#### Aim of the task
Every line from the top of the material through the line holding "of the pink" should be copied exactly, and only those lines.

#### Listed entries
□ □ □ □

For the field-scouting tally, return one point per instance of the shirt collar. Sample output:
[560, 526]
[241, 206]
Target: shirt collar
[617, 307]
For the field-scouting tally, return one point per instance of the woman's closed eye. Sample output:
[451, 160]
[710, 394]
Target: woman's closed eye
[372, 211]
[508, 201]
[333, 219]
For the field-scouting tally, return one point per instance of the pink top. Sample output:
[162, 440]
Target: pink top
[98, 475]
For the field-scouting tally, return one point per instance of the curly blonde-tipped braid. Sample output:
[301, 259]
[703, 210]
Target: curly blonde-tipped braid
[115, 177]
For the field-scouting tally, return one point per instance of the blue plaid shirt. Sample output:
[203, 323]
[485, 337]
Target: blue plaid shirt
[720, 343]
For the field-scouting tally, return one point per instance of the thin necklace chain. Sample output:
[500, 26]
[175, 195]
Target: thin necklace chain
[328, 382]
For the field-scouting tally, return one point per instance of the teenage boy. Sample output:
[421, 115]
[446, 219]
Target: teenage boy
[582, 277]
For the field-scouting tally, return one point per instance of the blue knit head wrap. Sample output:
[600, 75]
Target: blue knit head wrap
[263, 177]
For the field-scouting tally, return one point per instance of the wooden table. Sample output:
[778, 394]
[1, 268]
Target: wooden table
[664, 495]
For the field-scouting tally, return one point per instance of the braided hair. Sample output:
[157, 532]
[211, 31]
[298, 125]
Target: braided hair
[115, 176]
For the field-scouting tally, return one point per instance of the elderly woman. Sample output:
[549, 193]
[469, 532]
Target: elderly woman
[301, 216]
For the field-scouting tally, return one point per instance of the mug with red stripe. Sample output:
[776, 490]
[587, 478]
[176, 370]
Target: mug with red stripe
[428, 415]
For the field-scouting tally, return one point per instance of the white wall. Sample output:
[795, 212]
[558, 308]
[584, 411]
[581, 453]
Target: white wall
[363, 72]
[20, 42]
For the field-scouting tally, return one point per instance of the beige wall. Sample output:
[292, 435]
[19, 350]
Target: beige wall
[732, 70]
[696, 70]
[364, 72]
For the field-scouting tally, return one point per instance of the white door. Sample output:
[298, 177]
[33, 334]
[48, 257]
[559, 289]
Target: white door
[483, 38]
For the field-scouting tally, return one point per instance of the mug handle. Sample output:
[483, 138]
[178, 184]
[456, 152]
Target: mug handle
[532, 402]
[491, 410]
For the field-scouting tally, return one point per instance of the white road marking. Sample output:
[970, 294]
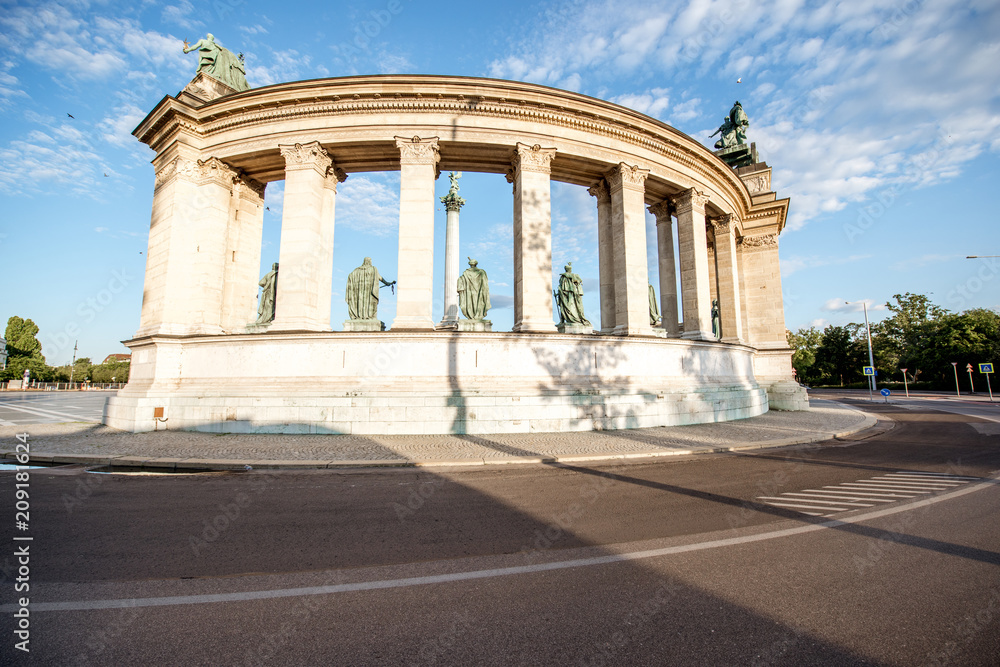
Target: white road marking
[44, 413]
[627, 557]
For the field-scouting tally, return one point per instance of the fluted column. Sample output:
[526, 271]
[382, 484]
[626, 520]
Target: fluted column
[305, 258]
[530, 170]
[605, 254]
[668, 267]
[185, 260]
[452, 264]
[418, 159]
[628, 223]
[693, 248]
[243, 245]
[727, 270]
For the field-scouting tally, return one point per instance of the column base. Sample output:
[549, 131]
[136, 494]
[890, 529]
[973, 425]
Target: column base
[624, 330]
[587, 329]
[299, 325]
[534, 327]
[412, 324]
[475, 325]
[364, 325]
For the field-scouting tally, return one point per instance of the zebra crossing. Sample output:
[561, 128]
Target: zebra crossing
[864, 493]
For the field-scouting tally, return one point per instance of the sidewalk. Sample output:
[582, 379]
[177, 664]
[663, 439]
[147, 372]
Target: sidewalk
[95, 444]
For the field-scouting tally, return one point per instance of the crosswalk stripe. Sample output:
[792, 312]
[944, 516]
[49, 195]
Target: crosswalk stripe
[868, 493]
[810, 507]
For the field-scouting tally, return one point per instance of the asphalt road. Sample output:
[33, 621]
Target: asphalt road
[700, 561]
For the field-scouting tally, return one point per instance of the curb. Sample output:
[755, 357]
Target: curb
[168, 464]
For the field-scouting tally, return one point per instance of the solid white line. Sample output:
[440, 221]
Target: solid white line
[44, 413]
[128, 603]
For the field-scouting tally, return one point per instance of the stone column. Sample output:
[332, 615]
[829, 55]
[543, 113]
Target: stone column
[306, 255]
[531, 167]
[243, 245]
[628, 223]
[418, 160]
[668, 267]
[727, 270]
[452, 262]
[605, 254]
[693, 247]
[185, 260]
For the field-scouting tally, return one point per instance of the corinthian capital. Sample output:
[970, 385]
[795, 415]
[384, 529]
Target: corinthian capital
[532, 158]
[690, 200]
[600, 191]
[305, 156]
[662, 212]
[626, 176]
[418, 151]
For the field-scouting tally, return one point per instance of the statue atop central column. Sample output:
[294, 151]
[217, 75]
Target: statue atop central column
[474, 298]
[219, 63]
[362, 296]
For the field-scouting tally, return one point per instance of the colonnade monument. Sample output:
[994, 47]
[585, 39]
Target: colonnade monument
[206, 358]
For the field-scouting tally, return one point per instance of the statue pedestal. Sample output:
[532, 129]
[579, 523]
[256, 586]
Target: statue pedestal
[364, 325]
[475, 325]
[575, 328]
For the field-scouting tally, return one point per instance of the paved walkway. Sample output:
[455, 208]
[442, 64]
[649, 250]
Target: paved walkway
[94, 444]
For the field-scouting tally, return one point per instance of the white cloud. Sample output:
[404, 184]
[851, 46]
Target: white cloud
[369, 203]
[839, 305]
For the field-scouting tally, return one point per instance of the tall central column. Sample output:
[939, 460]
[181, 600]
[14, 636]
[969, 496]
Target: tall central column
[531, 168]
[452, 204]
[730, 312]
[418, 159]
[668, 267]
[605, 255]
[692, 242]
[306, 255]
[628, 224]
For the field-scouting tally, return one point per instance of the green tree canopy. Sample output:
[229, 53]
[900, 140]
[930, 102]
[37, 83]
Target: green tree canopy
[21, 339]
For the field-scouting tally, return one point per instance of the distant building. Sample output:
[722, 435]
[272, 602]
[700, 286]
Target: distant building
[117, 359]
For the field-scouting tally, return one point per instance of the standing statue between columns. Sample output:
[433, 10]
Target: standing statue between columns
[362, 296]
[269, 283]
[569, 299]
[453, 203]
[474, 298]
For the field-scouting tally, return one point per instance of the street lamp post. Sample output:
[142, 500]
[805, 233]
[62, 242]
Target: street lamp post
[872, 386]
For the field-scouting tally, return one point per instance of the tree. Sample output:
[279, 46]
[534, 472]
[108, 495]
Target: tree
[21, 340]
[805, 342]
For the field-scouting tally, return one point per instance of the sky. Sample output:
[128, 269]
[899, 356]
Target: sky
[880, 119]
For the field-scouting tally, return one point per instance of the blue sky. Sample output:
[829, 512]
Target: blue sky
[881, 121]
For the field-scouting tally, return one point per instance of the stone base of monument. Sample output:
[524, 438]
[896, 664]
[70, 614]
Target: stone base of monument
[364, 325]
[575, 328]
[433, 383]
[475, 325]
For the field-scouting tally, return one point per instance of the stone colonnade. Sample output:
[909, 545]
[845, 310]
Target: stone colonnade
[205, 210]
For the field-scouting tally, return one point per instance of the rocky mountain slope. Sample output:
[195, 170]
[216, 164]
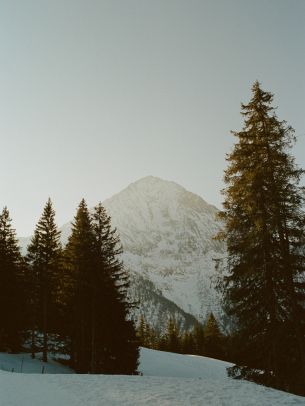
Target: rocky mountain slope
[167, 235]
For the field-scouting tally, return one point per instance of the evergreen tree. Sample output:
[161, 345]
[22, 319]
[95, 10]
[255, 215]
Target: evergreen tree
[264, 231]
[187, 343]
[79, 267]
[142, 332]
[173, 343]
[213, 339]
[12, 301]
[43, 259]
[116, 353]
[103, 338]
[198, 338]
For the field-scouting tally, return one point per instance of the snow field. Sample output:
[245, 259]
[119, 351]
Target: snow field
[168, 379]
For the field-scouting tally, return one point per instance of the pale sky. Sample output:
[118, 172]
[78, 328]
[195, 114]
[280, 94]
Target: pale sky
[96, 94]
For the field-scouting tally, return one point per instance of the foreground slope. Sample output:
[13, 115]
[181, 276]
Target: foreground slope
[168, 379]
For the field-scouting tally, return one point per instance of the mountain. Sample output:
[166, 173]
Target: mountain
[167, 234]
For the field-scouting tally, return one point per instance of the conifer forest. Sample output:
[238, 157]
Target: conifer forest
[73, 299]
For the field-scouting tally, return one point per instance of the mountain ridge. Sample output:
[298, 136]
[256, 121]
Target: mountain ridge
[167, 236]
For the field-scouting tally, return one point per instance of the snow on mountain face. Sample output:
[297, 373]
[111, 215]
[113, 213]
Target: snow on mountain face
[168, 240]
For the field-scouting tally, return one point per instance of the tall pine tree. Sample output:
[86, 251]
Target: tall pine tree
[115, 332]
[80, 267]
[44, 262]
[12, 300]
[103, 338]
[264, 231]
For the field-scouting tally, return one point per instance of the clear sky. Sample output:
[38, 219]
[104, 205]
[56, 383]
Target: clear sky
[97, 94]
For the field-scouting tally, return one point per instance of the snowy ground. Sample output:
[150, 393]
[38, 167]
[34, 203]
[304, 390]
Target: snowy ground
[168, 379]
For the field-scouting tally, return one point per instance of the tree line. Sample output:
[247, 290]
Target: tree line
[206, 340]
[70, 300]
[263, 283]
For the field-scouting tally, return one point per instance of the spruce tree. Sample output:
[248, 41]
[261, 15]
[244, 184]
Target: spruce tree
[173, 341]
[44, 261]
[115, 353]
[79, 267]
[264, 230]
[12, 300]
[103, 338]
[213, 338]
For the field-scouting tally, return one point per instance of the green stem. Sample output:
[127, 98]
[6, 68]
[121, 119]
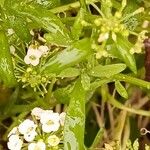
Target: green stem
[70, 6]
[132, 80]
[97, 139]
[83, 4]
[49, 92]
[117, 104]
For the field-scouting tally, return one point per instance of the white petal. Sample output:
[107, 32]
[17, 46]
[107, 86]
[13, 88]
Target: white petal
[34, 52]
[27, 126]
[43, 49]
[27, 59]
[14, 143]
[39, 145]
[29, 137]
[13, 131]
[50, 128]
[37, 112]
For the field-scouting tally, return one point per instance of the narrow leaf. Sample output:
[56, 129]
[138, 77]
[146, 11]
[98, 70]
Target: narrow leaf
[107, 70]
[75, 120]
[68, 57]
[69, 72]
[123, 48]
[121, 89]
[85, 81]
[6, 65]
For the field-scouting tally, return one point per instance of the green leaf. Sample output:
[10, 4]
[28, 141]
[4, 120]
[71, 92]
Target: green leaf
[121, 90]
[68, 57]
[122, 52]
[6, 65]
[62, 95]
[57, 34]
[75, 120]
[19, 25]
[107, 70]
[85, 81]
[69, 72]
[77, 27]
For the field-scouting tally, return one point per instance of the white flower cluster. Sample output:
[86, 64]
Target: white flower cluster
[43, 131]
[34, 54]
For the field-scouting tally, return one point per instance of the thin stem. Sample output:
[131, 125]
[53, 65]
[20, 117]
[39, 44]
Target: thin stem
[70, 6]
[98, 10]
[49, 92]
[83, 4]
[97, 139]
[117, 104]
[120, 125]
[126, 134]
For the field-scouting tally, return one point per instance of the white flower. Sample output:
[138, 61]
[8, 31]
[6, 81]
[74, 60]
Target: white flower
[50, 122]
[13, 131]
[37, 146]
[14, 143]
[37, 112]
[43, 49]
[53, 140]
[32, 57]
[62, 118]
[30, 136]
[103, 37]
[27, 126]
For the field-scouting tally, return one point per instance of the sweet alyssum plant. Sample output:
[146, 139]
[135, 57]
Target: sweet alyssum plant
[86, 57]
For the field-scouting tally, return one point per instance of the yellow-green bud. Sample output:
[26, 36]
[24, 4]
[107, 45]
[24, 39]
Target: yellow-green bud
[98, 21]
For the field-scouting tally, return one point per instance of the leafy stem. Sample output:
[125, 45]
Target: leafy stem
[117, 104]
[70, 6]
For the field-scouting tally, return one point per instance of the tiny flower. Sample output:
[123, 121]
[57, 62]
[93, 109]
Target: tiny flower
[12, 49]
[13, 131]
[62, 118]
[32, 57]
[40, 145]
[114, 37]
[53, 140]
[50, 122]
[30, 136]
[103, 37]
[14, 143]
[37, 112]
[43, 49]
[27, 126]
[10, 32]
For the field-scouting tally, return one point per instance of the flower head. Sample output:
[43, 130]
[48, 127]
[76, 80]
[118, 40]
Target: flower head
[14, 143]
[32, 57]
[27, 128]
[40, 145]
[13, 131]
[43, 49]
[50, 122]
[37, 112]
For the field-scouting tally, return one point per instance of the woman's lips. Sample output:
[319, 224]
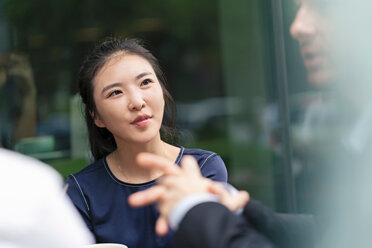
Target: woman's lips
[141, 121]
[312, 60]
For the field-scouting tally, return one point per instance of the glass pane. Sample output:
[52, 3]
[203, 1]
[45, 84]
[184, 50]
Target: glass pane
[328, 49]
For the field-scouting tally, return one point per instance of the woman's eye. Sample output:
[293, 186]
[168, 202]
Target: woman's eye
[114, 93]
[145, 82]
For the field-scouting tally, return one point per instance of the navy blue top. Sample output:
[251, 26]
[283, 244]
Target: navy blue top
[101, 199]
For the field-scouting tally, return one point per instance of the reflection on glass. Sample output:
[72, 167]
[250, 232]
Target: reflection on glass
[332, 139]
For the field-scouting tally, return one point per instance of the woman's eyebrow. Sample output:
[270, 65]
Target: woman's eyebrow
[139, 76]
[106, 88]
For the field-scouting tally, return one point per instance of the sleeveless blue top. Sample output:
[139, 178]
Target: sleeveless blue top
[101, 199]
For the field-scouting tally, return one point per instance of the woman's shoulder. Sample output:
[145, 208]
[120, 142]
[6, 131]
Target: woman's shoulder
[90, 170]
[210, 163]
[201, 156]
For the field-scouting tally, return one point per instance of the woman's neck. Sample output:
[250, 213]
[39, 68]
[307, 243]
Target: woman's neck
[122, 161]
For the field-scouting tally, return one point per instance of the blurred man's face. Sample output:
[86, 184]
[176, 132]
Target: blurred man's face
[311, 28]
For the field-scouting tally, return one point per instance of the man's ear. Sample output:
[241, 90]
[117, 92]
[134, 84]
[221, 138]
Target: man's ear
[97, 120]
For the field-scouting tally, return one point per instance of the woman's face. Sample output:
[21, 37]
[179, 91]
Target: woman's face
[129, 99]
[311, 28]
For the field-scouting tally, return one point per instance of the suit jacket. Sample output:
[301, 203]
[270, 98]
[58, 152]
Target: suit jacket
[210, 224]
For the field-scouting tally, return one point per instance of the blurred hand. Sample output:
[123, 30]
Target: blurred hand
[177, 183]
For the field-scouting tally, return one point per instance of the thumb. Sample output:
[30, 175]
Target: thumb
[161, 226]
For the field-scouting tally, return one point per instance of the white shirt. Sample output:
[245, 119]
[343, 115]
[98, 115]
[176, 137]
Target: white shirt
[34, 209]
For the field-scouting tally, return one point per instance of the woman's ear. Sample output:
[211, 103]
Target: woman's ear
[97, 120]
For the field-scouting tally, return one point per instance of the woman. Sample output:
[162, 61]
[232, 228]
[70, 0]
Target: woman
[123, 89]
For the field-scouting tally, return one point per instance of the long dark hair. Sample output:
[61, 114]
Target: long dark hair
[101, 140]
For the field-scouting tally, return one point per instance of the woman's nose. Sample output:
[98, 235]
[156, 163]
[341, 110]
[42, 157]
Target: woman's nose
[304, 24]
[136, 101]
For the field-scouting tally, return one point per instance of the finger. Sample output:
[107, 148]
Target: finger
[218, 189]
[153, 161]
[190, 166]
[161, 226]
[146, 197]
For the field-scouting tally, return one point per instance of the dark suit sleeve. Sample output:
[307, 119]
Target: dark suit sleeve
[284, 230]
[210, 224]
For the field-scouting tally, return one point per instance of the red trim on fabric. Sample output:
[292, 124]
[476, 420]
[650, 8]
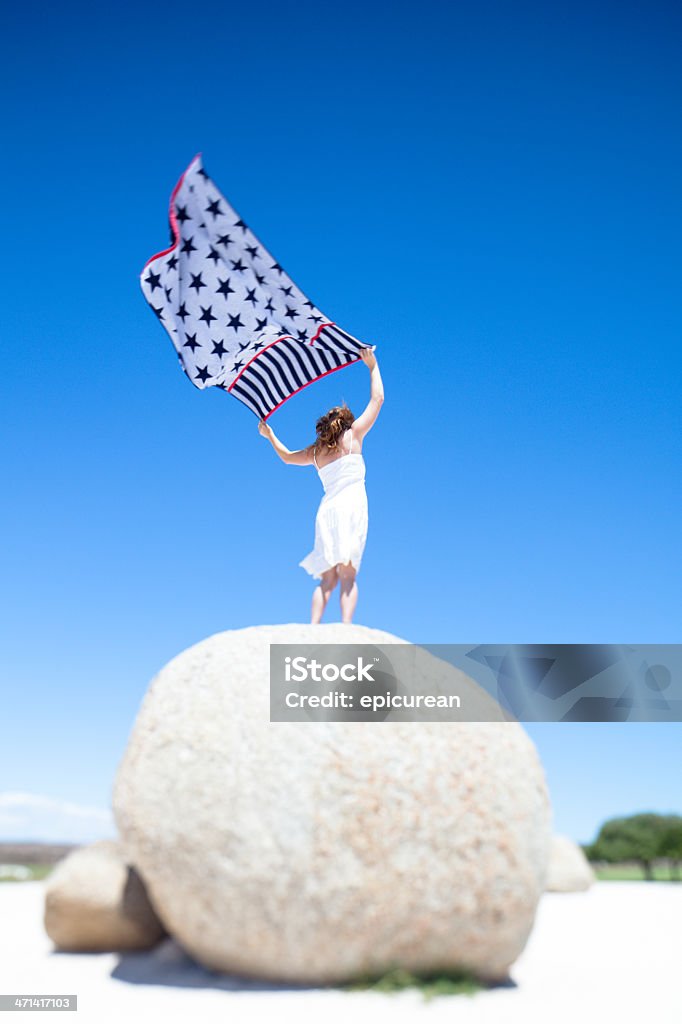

□ □ □ □

#### Output of the task
For the field-scouting tally, return one point per instance of the shirt collar. Sample output:
[560, 526]
[241, 206]
Target: shirt collar
[617, 307]
For the field-scouting tally, return one point per instance of the woman's closed eye. Sample output:
[451, 160]
[710, 394]
Target: woman's closed eye
[372, 211]
[508, 201]
[333, 219]
For the field-scouting tally, return one point per instance of the pink top. Sample output:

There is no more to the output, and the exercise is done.